§ TEXT UNDER STUDY:
Malaparte owned a famous house in Capri, situated on a promontory overlooking the Mediterranean, which he designed himself between the years 1938 and 1942. It has been called the most beautiful house in the world and was used by Godard as a location for his film Le Mepris (Contempt) - with an iconic scene of Brigitte Bardot sunbathing on the large, flat roof with its pyramidal stone steps. The house also features in The Skin, where the anecdote is told of a visit to the house by the German Field Marshal Rommel. The legendary "Desert Fox" asked if the author had designed the house himself. Malaparte pointed at the seascape, seen through the large windows, and answered: "I only did the scenery." When Rommel left, he kept glancing back suspiciously, apparently feeling that his leg had been pulled.

As if war alone is not enough, the book also contains a devastating eruption of the Vesuvius (which really took place in 1944) and some gruesome war scenes when the Allied army chases the Germans out of Rome and the northern Italian cities. When they reach Florence, an Italian man overjoyed to see the liberators, rushes towards the convoy and is crushed beneath the caterpillar wheels of a Sherman tank. What is left over, is so flat that it seems as if both clothes and skin have been neatly ironed. Malaparte remembers another similar occasion, where bystanders took part of the skin of the flattened man and waved it in the sky like a flag - another reference to the title of the novel.

And as everywhere in Europe, accounts are settled as soon as the occupied cities have been liberated. A group of partisans has cornered a number of teenage boys, followers of Mussolini, and gloatingly kill them off, the blood splashing down the steps of the church where the massacre takes place. Malaparte also sees Mussolini hanging by his feet from a hook, “bloated, white, enormous.”

The book is full of such cruel anecdotes, told with a combination of irony, disgust and grim playfulness.

Malaparte ("Bad Side," an ironic reflection on the name "Bonaparte") was born Kurt Erich Suckert (1898-1957) from an Italian mother and German father. He fought in WWI and in the 1920s became a sympathizer of Mussolini, whom he joined in the march on Rome. Along with many in the European avant-garde, Malaparte embraced fascism because of its celebration of violence. After having experienced WWI, he saw death and destruction as something beautiful, a dangerous sentiment which paved the way for the outrages and terrible crimes of the Fascists and the Nazis.

But Malaparte was also a strong individualist who could not feel at home in any mass movement (and, it should be said, he probably was also a slippery opportunist) and from around 1933 he seems to have offended Mussolini with his independence of opinion and suffered several years of banishment. Later he was allowed to continue his journalistic work (for example, traveling to the Eastern front with the German army), but continued to be viewed with suspicion. And when the Allied Forces arrived in Naples, Malaparte effected a major shift in loyalty and joined the victors as a liaison officer - just like his alter ego, the Malaparte in The Skin.

Besides The Skin, Malaparte also wrote the novel Kaputt about his wartime experiences in the years immediately before 1943 - a book that is just as strong. Both were long neglected because of Malaparte's obnoxious association with Fascism. But in these two novels, perhaps thanks to his peculiar and ambiguous position, Malaparte manages to give an authentic picture of the cruel chaos of wartime Europe from an unusual viewpoint.

The Skin was translated by David Moore and has been published by New York Review Books. The same publisher also brought out a translation of Kaputt.

§ TASK LIST:
1. According to the passage on Malaparte, during which years did he design his house in Capri?
2. State whether each statement agrees with the passage on Malaparte, answering yes or no and quoting the deciding words: (a) Malaparte was born with the name Kurt Erich Suckert. (b) Kaputt deals with Malaparte's wartime experiences in the years after 1943. (c) The eruption of Vesuvius in the book is an invented event.
3. List every titled book or film that the passage on Malaparte mentions.
The rows that follow are not needed for any of this work.

§ RECORD EXTRACTS:
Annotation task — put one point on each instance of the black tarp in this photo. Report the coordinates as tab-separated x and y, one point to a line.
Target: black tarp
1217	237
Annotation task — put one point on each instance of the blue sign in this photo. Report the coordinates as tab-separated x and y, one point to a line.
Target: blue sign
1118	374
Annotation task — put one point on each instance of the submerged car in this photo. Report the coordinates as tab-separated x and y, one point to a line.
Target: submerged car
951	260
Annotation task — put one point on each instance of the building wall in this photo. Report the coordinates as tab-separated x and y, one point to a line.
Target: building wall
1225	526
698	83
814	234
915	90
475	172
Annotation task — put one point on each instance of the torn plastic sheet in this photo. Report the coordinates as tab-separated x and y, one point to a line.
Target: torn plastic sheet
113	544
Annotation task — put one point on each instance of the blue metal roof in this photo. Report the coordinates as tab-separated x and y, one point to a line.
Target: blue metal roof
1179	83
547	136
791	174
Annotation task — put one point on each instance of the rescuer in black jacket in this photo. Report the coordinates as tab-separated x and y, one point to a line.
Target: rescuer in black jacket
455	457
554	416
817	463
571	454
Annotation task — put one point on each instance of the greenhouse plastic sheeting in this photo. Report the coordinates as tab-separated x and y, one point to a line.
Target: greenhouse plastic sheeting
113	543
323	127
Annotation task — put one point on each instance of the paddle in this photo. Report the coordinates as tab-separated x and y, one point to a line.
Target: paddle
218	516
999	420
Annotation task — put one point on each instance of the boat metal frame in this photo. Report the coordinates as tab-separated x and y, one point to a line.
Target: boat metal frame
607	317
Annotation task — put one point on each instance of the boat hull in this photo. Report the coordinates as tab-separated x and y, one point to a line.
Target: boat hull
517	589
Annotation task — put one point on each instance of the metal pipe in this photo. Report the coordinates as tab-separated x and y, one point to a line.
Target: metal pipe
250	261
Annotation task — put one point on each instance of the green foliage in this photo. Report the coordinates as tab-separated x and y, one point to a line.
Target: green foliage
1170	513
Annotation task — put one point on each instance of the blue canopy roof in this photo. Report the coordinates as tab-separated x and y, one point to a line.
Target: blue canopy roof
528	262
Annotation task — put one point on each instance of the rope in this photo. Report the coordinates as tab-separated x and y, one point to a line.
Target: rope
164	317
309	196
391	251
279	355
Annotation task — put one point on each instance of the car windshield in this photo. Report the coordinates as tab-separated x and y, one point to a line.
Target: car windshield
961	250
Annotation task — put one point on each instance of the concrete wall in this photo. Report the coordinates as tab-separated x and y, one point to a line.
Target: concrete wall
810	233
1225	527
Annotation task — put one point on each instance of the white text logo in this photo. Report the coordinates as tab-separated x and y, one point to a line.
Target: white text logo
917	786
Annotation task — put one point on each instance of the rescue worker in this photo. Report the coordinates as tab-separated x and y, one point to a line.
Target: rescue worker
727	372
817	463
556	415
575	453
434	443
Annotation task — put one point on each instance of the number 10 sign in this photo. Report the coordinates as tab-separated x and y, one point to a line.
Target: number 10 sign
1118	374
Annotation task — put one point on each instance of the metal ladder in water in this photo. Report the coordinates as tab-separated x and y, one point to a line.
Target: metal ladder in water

§ RESPONSES IN ORDER:
1. He designed it between 1938 and 1942.

2.
(a) Yes: "was born Kurt Erich Suckert (1898-1957)"
(b) No: "about his wartime experiences in the years immediately before 1943"
(c) No: "(which really took place in 1944)"

3.
- Le Mepris (Contempt)
- The Skin
- Kaputt